- Source excerpt:
Pursuant to the Credit Agreement, dated July 26, 2023 (the “Credit Agreement”), by and among Harmony Biosciences Holdings, Inc. (the “Company”), the lenders party thereto and JPMorgan Chase Bank, N.A., as administrative agent (the “Administrative Agent”), the Company maintains an existing senior secured term loan (the “Existing Term Loan”) (i) with an outstanding aggregate principal amount as of September 21, 2023 of $185 million, (ii) that bears interest at a per annum rate equal to, at the Company’s option, (x) a base rate plus a specified margin ranging from 2.50% to 3.00%, based on the Company’s senior secured net leverage ratio or (y) Term SOFR plus a credit spread adjustment of 0.10% plus a specified margin ranging from 3.50% to 4.00%, based on the Company’s senior secured net leverage ratio and (iii) that matures on July 26, 2028.

- Data provided:
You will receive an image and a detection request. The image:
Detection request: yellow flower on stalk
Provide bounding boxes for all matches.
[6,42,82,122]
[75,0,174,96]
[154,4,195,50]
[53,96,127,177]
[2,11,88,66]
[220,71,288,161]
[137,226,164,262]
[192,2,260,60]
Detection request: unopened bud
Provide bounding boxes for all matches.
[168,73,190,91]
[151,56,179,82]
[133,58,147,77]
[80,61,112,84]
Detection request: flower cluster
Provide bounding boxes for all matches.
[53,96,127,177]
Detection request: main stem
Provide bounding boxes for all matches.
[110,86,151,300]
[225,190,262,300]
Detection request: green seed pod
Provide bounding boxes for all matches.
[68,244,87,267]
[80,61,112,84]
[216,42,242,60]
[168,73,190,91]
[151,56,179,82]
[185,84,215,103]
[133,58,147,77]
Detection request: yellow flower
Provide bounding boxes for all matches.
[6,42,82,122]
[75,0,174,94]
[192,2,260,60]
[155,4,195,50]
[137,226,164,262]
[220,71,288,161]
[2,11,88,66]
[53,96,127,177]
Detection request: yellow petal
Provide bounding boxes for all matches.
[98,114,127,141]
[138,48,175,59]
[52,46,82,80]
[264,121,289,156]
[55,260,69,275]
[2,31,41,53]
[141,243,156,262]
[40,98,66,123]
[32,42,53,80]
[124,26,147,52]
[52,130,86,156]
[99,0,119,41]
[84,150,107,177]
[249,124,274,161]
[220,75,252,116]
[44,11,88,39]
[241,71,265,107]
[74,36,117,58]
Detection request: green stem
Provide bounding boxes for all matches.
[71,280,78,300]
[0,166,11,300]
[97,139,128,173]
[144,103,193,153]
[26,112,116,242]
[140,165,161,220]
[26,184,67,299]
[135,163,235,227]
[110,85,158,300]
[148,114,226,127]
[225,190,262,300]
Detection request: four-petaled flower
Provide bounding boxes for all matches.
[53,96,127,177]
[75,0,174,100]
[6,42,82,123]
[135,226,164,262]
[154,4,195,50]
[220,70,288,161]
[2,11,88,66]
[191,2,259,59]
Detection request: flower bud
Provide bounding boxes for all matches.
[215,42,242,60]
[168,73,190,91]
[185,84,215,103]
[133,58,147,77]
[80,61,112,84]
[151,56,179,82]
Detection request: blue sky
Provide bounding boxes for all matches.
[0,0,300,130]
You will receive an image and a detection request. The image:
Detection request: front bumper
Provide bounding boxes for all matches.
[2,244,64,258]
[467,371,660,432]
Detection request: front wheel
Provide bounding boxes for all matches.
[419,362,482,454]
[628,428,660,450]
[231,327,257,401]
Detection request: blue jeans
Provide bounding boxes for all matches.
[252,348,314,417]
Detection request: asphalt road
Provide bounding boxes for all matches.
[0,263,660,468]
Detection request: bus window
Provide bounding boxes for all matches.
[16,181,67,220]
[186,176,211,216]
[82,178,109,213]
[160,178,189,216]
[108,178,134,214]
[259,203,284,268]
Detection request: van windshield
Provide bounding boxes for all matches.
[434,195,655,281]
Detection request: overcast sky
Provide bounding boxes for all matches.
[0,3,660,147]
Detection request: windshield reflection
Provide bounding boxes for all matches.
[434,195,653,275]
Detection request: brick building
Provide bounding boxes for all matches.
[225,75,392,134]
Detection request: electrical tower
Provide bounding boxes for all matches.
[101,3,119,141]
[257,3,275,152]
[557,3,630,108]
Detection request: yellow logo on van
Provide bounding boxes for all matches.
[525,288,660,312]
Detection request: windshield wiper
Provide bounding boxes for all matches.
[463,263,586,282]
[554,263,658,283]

- Given instruction: Retype the term loan passage, starting with "Pursuant to the" and going on through "July 26, 2028.". The items have no connection to the term loan passage.

- Result:
Pursuant to the Credit Agreement, dated July 26, 2023 (the “Credit Agreement”), by and among Harmony Biosciences Holdings, Inc. (the “Company”), the lenders party thereto and JPMorgan Chase Bank, N.A., as administrative agent (the “Administrative Agent”), the Company maintains an existing senior secured term loan (the “Existing Term Loan”) (i) with an outstanding aggregate principal amount as of September 21, 2023 of $185 million, (ii) that bears interest at a per annum rate equal to, at the Company’s option, (x) a base rate plus a specified margin ranging from 2.50% to 3.00%, based on the Company’s senior secured net leverage ratio or (y) Term SOFR plus a credit spread adjustment of 0.10% plus a specified margin ranging from 3.50% to 4.00%, based on the Company’s senior secured net leverage ratio and (iii) that matures on July 26, 2028.